**How to complete this task**
The records below are to be restated word for word, with every picture left out.

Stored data
▬▬▬▬▬▬

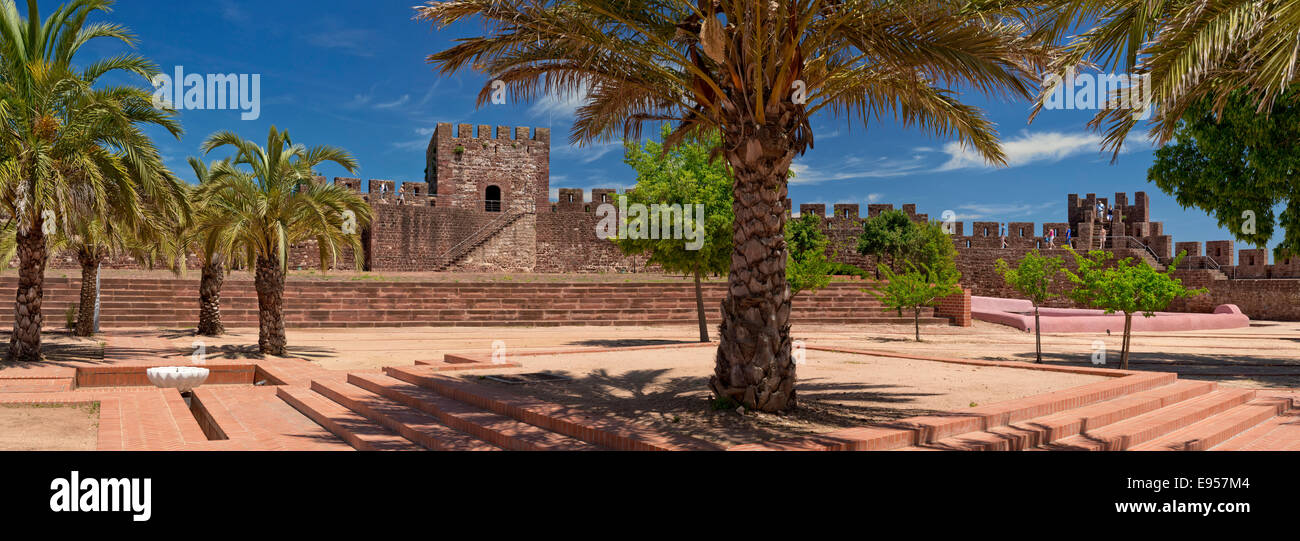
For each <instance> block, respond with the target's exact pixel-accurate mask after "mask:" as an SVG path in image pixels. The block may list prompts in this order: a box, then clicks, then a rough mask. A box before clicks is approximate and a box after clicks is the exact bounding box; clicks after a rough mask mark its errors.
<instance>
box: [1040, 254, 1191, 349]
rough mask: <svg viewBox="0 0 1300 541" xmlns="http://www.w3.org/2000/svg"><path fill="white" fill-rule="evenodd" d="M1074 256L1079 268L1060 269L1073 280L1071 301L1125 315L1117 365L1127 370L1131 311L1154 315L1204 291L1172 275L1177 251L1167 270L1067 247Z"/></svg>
mask: <svg viewBox="0 0 1300 541" xmlns="http://www.w3.org/2000/svg"><path fill="white" fill-rule="evenodd" d="M1066 250H1069V251H1070V254H1071V255H1073V256H1074V260H1075V264H1076V265H1078V270H1070V269H1063V270H1062V272H1065V274H1066V277H1069V278H1070V281H1071V282H1074V286H1075V287H1074V290H1073V291H1070V294H1069V297H1070V298H1071V299H1074V302H1076V303H1080V304H1086V306H1091V307H1093V308H1099V310H1104V311H1106V313H1117V312H1119V313H1123V315H1125V341H1123V346H1122V349H1121V356H1119V368H1121V369H1128V350H1130V345H1131V343H1132V320H1134V313H1141V315H1143V316H1144V317H1154V316H1156V312H1158V311H1161V310H1165V308H1167V307H1169V303H1171V302H1174V299H1178V298H1183V297H1195V295H1200V294H1204V293H1205V290H1204V289H1197V290H1188V289H1187V287H1183V281H1182V280H1178V278H1175V277H1174V276H1173V272H1174V267H1177V265H1178V263H1179V261H1180V260H1182V259H1183V256H1186V255H1187V252H1186V251H1184V252H1179V254H1178V257H1174V261H1173V263H1170V264H1169V270H1166V272H1160V270H1156V269H1153V268H1152V267H1151V265H1148V264H1147V261H1141V260H1138V261H1136V263H1134V261H1135V260H1134V259H1132V257H1125V259H1121V260H1118V261H1114V257H1115V256H1114V254H1110V252H1108V251H1101V250H1093V251H1089V252H1088V255H1087V256H1084V255H1080V254H1079V252H1076V251H1074V250H1073V248H1069V247H1067V248H1066Z"/></svg>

▬▬▬▬▬▬

**Answer for the task**
For each <instance> block, respond with the target's exact pixel-accurate mask after "mask:" as an SVG path in image pixels. The block may list prompts in this order: a box, then clicks, then a rough mask. A box before clicks is approximate and a box after clicks is the exact bounding box; clicks after a rough mask mark its errors.
<instance>
box: [1040, 254, 1191, 349]
rough mask: <svg viewBox="0 0 1300 541" xmlns="http://www.w3.org/2000/svg"><path fill="white" fill-rule="evenodd" d="M1074 256L1079 268L1060 269L1073 280L1071 301L1125 315L1117 365L1127 370L1131 311L1154 315L1204 291L1172 275L1177 251L1167 270L1067 247Z"/></svg>
mask: <svg viewBox="0 0 1300 541" xmlns="http://www.w3.org/2000/svg"><path fill="white" fill-rule="evenodd" d="M1066 250H1069V251H1070V254H1071V255H1073V256H1074V260H1075V264H1076V265H1078V270H1070V269H1063V270H1062V272H1065V274H1066V277H1069V278H1070V281H1071V282H1074V286H1075V287H1074V290H1073V291H1070V294H1069V297H1070V298H1071V299H1074V302H1076V303H1080V304H1086V306H1091V307H1093V308H1099V310H1104V311H1106V313H1117V312H1119V313H1123V315H1125V341H1123V346H1122V349H1121V356H1119V368H1121V369H1128V350H1130V345H1131V343H1132V320H1134V313H1141V315H1143V316H1144V317H1154V316H1156V312H1158V311H1161V310H1165V308H1167V307H1169V303H1171V302H1174V299H1178V298H1183V297H1195V295H1200V294H1204V293H1205V290H1204V289H1197V290H1188V289H1187V287H1183V281H1182V280H1178V278H1175V277H1174V276H1173V272H1174V267H1177V265H1178V263H1179V261H1180V260H1182V259H1183V256H1186V255H1187V252H1186V251H1184V252H1179V254H1178V257H1174V261H1173V263H1170V264H1169V270H1166V272H1160V270H1156V269H1153V268H1152V267H1151V265H1148V264H1147V261H1141V260H1138V261H1136V263H1134V261H1135V260H1134V259H1132V257H1125V259H1121V260H1118V261H1114V257H1115V256H1114V254H1110V252H1108V251H1101V250H1093V251H1089V252H1088V255H1087V256H1084V255H1080V254H1079V252H1076V251H1074V250H1073V248H1069V247H1067V248H1066Z"/></svg>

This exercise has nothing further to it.